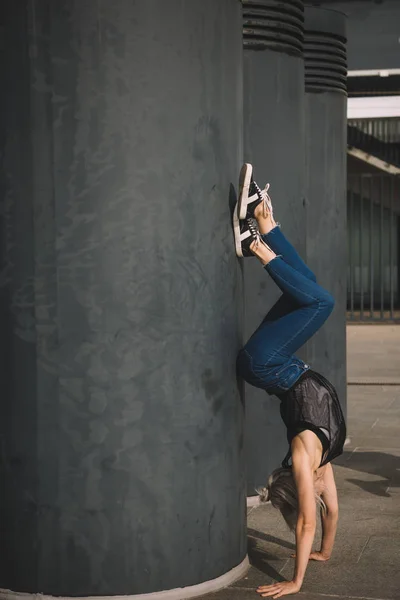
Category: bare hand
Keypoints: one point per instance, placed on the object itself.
(315, 556)
(281, 588)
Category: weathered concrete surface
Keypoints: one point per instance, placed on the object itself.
(365, 561)
(373, 354)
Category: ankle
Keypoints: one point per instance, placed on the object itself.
(262, 252)
(265, 224)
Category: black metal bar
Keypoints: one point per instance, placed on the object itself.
(371, 246)
(381, 243)
(351, 229)
(391, 261)
(361, 248)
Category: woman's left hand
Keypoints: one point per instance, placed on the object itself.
(281, 588)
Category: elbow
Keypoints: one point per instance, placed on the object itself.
(305, 526)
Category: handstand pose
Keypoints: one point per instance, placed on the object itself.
(310, 409)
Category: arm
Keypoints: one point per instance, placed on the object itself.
(329, 520)
(306, 520)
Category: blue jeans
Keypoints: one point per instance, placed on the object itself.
(268, 360)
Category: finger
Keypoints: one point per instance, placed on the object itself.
(268, 590)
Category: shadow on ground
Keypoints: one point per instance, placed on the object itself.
(380, 464)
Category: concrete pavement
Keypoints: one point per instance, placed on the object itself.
(366, 559)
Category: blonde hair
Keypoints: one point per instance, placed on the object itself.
(281, 490)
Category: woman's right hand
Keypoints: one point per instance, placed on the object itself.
(315, 556)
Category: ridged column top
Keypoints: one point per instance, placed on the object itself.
(274, 24)
(325, 56)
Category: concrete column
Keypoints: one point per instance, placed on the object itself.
(326, 102)
(122, 466)
(273, 143)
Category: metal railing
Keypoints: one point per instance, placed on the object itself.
(373, 226)
(377, 137)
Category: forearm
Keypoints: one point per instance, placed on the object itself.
(304, 541)
(329, 527)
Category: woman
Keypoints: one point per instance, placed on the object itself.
(310, 409)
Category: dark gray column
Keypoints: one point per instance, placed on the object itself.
(122, 467)
(326, 102)
(274, 137)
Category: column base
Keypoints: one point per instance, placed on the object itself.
(212, 585)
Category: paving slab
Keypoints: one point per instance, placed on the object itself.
(365, 564)
(372, 352)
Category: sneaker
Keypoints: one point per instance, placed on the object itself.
(250, 195)
(246, 232)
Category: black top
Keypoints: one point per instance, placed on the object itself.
(312, 403)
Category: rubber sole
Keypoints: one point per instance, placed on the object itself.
(236, 231)
(244, 186)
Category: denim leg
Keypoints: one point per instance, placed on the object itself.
(275, 341)
(279, 243)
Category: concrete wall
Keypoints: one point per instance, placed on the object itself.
(325, 150)
(274, 144)
(122, 467)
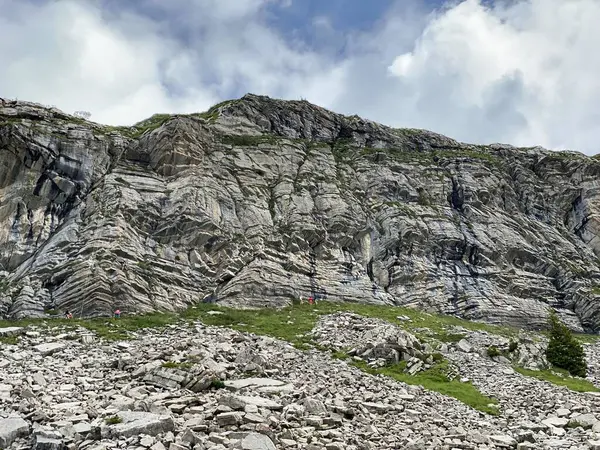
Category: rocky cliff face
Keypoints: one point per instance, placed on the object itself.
(260, 201)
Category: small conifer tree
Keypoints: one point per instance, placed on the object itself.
(564, 350)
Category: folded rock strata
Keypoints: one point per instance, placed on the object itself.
(259, 202)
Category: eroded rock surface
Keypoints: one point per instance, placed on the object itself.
(260, 201)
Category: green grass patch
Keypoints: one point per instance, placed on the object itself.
(9, 340)
(560, 378)
(113, 420)
(436, 379)
(217, 384)
(177, 365)
(294, 322)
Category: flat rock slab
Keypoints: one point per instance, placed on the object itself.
(11, 331)
(257, 441)
(44, 443)
(253, 382)
(260, 402)
(11, 429)
(558, 422)
(50, 348)
(136, 423)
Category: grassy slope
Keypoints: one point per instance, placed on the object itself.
(293, 324)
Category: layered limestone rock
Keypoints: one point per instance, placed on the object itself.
(259, 202)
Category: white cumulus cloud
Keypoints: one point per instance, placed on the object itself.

■ ■ ■ ■

- The problem
When the string "black" occurs in a line of the material, that line belongs in the answer.

- Result of this exercise
Category: black metal bar
Category: black top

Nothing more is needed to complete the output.